- **WORK INSTRUCTION**: After reading the records, print them all again exactly as they stand.

- **DATA EXTRACTS**:
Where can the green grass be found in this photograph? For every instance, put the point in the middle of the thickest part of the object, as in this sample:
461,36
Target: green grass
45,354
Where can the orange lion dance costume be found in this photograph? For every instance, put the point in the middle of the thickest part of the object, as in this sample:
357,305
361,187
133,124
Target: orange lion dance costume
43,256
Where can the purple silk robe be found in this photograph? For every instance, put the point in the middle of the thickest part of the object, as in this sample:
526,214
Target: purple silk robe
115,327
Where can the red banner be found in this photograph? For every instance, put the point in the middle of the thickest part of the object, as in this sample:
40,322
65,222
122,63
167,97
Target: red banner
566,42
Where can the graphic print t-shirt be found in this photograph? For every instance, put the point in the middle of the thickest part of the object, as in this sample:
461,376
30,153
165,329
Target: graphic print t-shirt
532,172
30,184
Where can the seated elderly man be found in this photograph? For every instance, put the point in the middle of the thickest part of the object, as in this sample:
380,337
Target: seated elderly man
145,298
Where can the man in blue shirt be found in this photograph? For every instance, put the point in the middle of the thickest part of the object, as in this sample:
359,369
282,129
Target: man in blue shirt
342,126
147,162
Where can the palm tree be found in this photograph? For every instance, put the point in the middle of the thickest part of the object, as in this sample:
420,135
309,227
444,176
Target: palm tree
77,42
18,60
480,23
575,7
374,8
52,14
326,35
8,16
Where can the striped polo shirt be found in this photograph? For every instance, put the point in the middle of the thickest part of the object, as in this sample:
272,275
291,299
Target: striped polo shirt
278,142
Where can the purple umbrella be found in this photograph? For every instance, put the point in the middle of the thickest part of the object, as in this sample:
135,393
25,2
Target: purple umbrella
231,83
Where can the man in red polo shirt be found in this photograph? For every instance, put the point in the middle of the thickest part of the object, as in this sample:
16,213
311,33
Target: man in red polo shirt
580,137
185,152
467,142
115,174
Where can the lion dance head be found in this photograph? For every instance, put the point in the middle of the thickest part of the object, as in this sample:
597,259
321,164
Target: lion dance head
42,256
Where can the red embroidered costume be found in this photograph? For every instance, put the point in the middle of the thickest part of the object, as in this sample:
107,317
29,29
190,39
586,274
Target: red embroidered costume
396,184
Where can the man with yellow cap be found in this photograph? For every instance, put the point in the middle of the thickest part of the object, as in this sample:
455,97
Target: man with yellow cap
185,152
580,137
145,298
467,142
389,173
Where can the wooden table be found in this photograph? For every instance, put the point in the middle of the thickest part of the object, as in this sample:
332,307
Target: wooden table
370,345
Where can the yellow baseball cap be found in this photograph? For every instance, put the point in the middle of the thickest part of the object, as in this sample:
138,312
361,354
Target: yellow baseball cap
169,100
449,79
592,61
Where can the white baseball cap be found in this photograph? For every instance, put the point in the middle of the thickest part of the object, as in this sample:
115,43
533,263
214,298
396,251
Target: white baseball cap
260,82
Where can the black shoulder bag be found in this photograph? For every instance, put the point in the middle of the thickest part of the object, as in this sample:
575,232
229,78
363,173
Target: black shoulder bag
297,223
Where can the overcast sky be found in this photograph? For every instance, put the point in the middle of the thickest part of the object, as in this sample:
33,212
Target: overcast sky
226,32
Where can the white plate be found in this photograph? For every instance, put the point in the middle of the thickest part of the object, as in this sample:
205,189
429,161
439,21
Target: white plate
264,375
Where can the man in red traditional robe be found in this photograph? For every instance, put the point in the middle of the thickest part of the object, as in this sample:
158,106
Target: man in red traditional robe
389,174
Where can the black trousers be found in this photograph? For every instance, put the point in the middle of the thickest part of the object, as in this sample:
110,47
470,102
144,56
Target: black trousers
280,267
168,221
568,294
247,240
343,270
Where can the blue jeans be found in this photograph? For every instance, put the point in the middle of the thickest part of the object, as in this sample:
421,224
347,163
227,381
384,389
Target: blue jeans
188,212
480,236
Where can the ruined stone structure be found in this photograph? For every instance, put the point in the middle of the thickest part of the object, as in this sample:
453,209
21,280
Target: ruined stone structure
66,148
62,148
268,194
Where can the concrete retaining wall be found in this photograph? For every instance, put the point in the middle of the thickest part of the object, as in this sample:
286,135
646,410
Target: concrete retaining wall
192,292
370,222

- **TASK ANSWER**:
Where can the green grass be found in this photograph? For every instance, put the point in the middle of the thickest part of the object, as in this sample:
461,36
Target: green grass
45,354
Where can the orange lion dance costume be found in this photograph? For every instance, put the point in the middle of the thickest part of the object, as in this sample:
357,305
361,187
133,124
Target: orange lion dance costume
43,256
Where can the purple silk robe be found in this photograph? For every instance, put the point in the middle of the thickest part of the object, as in this sample:
526,214
Target: purple silk robe
115,327
Where can the red banner be found in this photograph? For every instance, put the point in the middle of the thickest part of the object, as in this sample:
40,322
65,222
122,63
167,97
Target: red banner
566,42
Where can the graphic print t-shirt be found in this photograph? For every instance, put the point in the middle of the thickest part of the object, as in this sample:
461,376
30,153
165,329
Target: graphic print t-shirt
532,172
30,184
Where can the seated elderly man be found in this photograph? For every instance, put the point in the middle of the thickest part of the object, as in this sample:
380,337
Target: seated elderly man
145,298
Where can the man in blue shirt be found in this photograph? For every instance, put the point in the middle of the thickest part of the object, as in this sample:
359,369
282,129
Target: man in blue shirt
342,126
147,162
Where can the palm tree be found in this photograph? For every instance, put the point in the middle of the thickest part of the object, as in this sample:
420,135
309,227
444,176
Target: palm tree
77,42
18,60
480,23
575,7
374,8
52,14
326,35
8,16
Where can the striped polo shirt be found in this photograph? For every instance, put the point in the middle of the thickest part of the object, as in this sample:
272,275
291,299
Target: striped polo shirt
278,142
Where can the purple umbrella be found in this photograph? For every instance, put the point in the middle of the thickest part of the object, as in this sample:
135,393
25,2
Target: purple umbrella
231,83
Where can the man in red polo shirt be found in this photograph? For every instance, put the point in the middle of the thickest part of the object, as in this sample:
16,213
311,33
Target: man in red polo shirt
580,137
185,152
467,142
115,174
Where can the lion dance head be found in this photograph? For every instance, put the point in the middle of the thickest part of the object, as in this sample:
597,259
321,164
Target: lion dance head
42,256
Where can the red embroidered costume be found in this photograph? For every instance, put the point in the middle of the thickest part of the object, as in this sample:
107,317
29,29
190,39
586,274
Target: red embroidered costume
396,184
Where can the man with yellow cap be found in this photograph? For every instance, put the point in the middle of the thickest part of the object, as in this sample:
455,97
Target: man with yellow cap
185,152
580,137
145,298
467,142
389,173
Where can the wooden table be found in this photograph? For every instance, put the point in the middle of the thickest part of the object, as in this sample:
332,307
Target: wooden table
370,345
Where can the yellow baseball cap be found in this photograph? For every instance, put the point in the middle of the thickest part of the object, as in this sample:
138,312
361,354
Target: yellow baseball cap
169,100
449,79
592,61
Where can the white baseball cap be found in this photograph? For every instance, put the point in the middle of the thickest part of the object, as in this sample:
115,43
533,263
214,298
396,251
Target: white baseball cap
260,82
Where can the black shoulder bag be found in this photograph? For every instance, put the point in the middle of the thickest part of the object, as in this sample:
575,232
229,78
363,173
Target: black shoulder bag
297,223
Where can the overcast sky be found in this photograph? For every instance, put the point in the middle of the thickest part of the object, as in this sample:
33,212
Target: overcast sky
226,32
Where can the white plate be found in this photograph? For every instance, put the point in the middle of the thickest part of the object, as in this sample:
205,189
429,161
439,21
Target: white plate
264,375
Where can the man in red traditional robe be found in this photograph? For every instance, put the point in the middle of the thickest part of the object, as in this sample:
158,106
Target: man in red traditional robe
389,174
Where can the black trousers be found in this photograph? For every instance, put the point in the middle of the thickest part of the object, as in this sample:
110,47
470,102
144,56
Target: black trousers
280,267
168,221
568,294
247,240
343,270
Where can the blue jeans be found in this photograph? For every instance, put the point in the middle of the thickest part of the object, as in this sample:
421,224
347,163
227,381
384,389
Target: blue jeans
188,212
480,236
Where can the ruined stone structure be found in this photograph? For every instance, put the point in the middle of the thickest part of the object, as in this sample:
453,209
21,280
Target: ruined stone structure
66,148
62,148
268,194
Where can the concrete retaining wall be found in this photograph? For every instance, put the point in the middle of the thickest part of the object, as in this sample:
286,135
646,410
Target: concrete retaining wall
192,292
370,222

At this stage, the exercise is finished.